▸ **Exercise task**
Summarize the advice-column exchange about a boyfriend's drinking in two sentences.

---------- Document extract

I've been with my boyfriend for 5 months and we're very happy together. We both drink socially at weekends but he works a 9-5 job and likes to drink on his own during the week. He texts me incomprehensible messages in the early hours when he does, says he normally passes out at around 4 or 5am at his desk chair and there have been a few times where he's phoned me pretty late at night and passed out drunk while on the phone to me. When he runs out of alcohol he'll often steal his house-mate's liquor. When we've drank together at weekends it hasn't really been a problem apart from the fact he'll often try to pressure me to catch up with the pace he's drinking at, even though I physically can't. It doesn't really impede on his life and he still goes to work every day even though he's sometimes hungover and he's never turned up drunk for anything important but I'm still really worried about him. He doesn't see it as a problem at all though and considers it recreational, or just winding down after work. Does he need help, and how can I help him?

     Thank you for your question and the explanation of the behaviors you are seeing in your partner.  The signs are certainly there in all these ways of drinking together with the rationale he is using for the behavior.  Although no one can call another an alcoholic, for it is up to the individual to make that determination, we readily see the downward spiral in those who do drink in this fashion.

     If you can broach the subject (many alcoholics are in such tremendous denial), then it is good to have a heart to heart with him about your concerns.  If he is immediately unreceptive then the subject is best left alone, from his standpoint.

--------------------
---------- Recorded data

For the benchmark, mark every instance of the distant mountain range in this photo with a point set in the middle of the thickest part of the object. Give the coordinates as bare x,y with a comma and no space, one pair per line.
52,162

--------------------

▸ **Reply to the exercise**
The writer describes a boyfriend of five months who drinks alone on weeknights, sends incomprehensible texts in the early hours, sometimes passes out drunk, takes his house-mate's liquor, and considers it recreational, then asks whether he needs help and how to help him. The reply says the signs are certainly there but only he can decide whether he is an alcoholic, and it advises a heart to heart about those concerns, leaving the subject alone if he is immediately unreceptive.